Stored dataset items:
** start **

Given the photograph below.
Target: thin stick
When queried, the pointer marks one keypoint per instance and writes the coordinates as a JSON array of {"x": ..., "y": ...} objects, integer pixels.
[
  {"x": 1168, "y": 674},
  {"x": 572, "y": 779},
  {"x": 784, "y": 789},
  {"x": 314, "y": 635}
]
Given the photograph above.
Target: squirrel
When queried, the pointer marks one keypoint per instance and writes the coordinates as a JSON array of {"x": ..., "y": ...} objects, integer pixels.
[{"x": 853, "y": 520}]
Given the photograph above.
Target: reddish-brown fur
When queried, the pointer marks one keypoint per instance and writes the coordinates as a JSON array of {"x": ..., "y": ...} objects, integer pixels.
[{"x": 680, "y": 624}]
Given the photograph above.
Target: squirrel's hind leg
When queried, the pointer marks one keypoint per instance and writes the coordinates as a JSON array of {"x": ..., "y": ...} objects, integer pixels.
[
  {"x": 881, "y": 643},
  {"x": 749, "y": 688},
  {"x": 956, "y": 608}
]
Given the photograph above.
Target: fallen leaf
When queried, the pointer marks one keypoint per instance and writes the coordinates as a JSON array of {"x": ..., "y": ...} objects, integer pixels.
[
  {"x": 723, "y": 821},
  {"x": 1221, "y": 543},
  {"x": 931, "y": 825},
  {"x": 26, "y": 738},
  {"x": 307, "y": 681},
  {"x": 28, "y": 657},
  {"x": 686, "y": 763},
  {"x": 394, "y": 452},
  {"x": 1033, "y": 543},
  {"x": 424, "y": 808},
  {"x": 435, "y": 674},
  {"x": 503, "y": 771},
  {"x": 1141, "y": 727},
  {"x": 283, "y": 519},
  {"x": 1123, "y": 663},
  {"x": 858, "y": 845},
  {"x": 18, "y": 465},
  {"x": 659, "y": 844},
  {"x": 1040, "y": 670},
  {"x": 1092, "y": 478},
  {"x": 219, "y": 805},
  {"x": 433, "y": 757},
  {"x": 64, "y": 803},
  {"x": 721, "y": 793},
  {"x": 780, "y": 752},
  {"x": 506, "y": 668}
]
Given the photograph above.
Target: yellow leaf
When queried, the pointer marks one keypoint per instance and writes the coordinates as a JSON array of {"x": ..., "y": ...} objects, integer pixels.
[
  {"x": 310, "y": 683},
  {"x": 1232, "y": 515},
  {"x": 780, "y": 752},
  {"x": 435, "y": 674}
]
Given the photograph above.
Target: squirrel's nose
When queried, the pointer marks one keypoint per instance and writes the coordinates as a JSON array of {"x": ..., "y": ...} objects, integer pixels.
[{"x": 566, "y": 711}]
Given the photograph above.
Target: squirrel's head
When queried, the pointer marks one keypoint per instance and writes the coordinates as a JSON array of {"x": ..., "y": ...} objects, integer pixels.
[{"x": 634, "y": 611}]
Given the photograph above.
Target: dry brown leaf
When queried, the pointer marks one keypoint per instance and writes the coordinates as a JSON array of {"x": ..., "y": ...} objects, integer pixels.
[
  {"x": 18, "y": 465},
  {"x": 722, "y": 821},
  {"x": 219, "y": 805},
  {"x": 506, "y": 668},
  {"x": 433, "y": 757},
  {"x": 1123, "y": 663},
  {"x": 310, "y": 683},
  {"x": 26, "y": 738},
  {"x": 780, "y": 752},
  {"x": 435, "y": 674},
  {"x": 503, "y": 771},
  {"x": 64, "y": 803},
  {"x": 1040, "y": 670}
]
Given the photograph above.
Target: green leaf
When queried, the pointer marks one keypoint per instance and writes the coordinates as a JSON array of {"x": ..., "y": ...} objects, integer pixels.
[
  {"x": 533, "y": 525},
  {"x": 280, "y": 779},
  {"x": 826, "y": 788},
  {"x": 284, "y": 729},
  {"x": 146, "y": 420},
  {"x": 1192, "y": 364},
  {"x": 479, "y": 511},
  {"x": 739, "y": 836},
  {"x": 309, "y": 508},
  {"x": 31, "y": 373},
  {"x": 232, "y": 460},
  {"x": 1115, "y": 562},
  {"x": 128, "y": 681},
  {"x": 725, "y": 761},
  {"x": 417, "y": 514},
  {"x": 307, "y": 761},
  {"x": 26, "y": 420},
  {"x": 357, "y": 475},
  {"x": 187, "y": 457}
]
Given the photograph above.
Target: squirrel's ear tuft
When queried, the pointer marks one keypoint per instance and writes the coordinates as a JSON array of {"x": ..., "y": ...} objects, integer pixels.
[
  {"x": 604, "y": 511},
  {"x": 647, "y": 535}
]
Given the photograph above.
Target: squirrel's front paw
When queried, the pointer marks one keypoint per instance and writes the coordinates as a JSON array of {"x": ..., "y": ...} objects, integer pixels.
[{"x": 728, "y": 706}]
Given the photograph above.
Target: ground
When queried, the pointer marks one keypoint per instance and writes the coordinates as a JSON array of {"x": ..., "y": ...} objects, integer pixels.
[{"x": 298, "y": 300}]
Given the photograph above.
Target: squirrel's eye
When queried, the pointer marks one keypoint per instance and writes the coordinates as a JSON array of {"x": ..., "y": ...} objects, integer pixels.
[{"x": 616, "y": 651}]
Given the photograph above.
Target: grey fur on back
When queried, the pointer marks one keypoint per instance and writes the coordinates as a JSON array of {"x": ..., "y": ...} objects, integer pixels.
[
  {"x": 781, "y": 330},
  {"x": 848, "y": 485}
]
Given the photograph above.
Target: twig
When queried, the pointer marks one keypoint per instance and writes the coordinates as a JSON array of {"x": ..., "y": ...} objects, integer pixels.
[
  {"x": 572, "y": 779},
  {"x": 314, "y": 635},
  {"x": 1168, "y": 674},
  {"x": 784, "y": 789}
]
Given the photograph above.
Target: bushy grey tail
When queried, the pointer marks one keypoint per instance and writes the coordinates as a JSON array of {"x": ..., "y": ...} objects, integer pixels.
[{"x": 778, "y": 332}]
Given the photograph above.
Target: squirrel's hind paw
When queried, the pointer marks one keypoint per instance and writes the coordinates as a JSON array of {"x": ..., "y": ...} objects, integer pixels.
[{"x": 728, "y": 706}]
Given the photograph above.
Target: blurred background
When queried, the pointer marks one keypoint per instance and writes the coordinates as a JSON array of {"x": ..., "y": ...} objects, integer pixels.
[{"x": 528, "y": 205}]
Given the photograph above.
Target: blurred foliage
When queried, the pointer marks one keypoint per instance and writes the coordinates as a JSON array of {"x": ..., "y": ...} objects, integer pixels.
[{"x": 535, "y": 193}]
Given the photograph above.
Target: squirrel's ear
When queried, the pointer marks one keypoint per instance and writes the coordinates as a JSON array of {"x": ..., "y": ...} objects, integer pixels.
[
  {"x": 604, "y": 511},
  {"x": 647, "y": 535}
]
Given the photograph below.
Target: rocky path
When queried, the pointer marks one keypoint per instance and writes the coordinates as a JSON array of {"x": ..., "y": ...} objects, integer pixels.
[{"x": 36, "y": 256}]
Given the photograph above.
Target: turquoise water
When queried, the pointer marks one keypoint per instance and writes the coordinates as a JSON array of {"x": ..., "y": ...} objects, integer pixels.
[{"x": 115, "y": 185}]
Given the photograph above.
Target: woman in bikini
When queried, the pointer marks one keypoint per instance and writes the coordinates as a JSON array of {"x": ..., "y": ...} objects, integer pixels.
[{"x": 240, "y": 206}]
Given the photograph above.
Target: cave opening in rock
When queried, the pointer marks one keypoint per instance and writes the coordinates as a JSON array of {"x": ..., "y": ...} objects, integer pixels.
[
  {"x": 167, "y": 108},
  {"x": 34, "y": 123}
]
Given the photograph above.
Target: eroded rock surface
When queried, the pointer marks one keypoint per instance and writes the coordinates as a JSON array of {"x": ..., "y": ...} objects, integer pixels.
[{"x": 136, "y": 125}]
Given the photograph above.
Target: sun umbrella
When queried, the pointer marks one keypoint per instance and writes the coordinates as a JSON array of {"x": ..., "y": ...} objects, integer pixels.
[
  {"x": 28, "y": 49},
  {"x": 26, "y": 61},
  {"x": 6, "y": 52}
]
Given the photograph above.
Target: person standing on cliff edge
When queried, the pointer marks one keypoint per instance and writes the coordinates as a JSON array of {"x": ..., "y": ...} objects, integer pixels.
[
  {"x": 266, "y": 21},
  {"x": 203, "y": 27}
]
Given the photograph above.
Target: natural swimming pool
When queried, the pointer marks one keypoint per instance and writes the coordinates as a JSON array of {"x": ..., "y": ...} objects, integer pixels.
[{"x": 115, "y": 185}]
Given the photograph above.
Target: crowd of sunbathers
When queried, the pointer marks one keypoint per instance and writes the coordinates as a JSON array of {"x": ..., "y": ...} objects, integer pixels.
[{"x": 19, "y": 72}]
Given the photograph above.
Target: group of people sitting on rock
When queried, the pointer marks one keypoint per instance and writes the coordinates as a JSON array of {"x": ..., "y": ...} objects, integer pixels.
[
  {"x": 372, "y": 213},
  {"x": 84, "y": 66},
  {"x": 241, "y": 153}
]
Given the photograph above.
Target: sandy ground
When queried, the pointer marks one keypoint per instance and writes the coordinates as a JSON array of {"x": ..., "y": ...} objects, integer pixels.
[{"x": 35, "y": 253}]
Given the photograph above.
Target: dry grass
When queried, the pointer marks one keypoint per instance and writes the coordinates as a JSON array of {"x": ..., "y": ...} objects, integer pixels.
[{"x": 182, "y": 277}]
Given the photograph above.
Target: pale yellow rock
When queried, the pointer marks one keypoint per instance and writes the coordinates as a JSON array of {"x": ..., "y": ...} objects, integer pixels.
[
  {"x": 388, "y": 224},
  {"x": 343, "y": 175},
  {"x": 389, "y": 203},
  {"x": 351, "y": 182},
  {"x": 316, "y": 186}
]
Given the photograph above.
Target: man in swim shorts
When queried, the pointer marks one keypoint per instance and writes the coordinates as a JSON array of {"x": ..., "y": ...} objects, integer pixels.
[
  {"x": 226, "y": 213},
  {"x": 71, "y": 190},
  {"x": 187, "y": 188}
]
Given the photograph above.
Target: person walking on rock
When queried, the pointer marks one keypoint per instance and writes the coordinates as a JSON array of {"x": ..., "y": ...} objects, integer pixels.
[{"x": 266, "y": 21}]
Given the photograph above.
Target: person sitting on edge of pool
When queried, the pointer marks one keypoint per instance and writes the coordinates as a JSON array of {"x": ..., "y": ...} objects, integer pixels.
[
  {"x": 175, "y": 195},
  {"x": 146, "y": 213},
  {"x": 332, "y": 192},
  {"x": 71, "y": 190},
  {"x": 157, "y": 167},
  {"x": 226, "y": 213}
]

** end **

**Exercise prompt**. How many lines in the data above contain the string "person"? Reply with the number only.

**Finished task**. 3